Task objective: Could you copy exactly the lines from the one containing "In this exercise you will locate the cumulus" through the last line of the records below, and nothing else?

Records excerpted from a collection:
╔══

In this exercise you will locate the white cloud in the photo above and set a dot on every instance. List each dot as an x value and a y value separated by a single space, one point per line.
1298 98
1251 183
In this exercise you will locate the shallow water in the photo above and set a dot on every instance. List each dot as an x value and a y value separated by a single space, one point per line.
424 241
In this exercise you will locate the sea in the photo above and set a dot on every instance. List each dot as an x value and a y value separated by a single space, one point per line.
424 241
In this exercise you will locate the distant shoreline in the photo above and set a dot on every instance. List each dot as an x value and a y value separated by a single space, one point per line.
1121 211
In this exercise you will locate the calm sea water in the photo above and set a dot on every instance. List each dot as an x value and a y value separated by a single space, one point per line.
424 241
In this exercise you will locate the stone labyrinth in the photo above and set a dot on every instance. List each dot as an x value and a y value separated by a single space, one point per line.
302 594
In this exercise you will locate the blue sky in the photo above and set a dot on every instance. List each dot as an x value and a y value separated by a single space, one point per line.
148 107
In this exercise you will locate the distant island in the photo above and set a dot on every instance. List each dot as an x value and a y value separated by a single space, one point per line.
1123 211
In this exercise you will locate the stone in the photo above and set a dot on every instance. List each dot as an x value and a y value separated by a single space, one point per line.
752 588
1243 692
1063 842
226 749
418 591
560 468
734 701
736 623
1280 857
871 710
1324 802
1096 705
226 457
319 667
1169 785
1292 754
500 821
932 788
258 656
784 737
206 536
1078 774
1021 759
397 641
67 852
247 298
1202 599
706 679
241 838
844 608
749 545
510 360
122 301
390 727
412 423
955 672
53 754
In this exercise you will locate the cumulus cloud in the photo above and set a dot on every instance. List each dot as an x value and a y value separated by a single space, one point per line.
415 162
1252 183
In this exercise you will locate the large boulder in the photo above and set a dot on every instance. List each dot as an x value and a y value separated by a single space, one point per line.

╚══

Answer:
In this exercise you will locate the cumulus cloud in the photo above and set a dot on every instance. List each dot as an x value and a y value separated by a single space, one point per line.
415 162
1252 183
In this exercise you will locate the large boulder in the photo above and set a dot on every instance. List each dot as an x value and a y value separated by a single space, one point per line.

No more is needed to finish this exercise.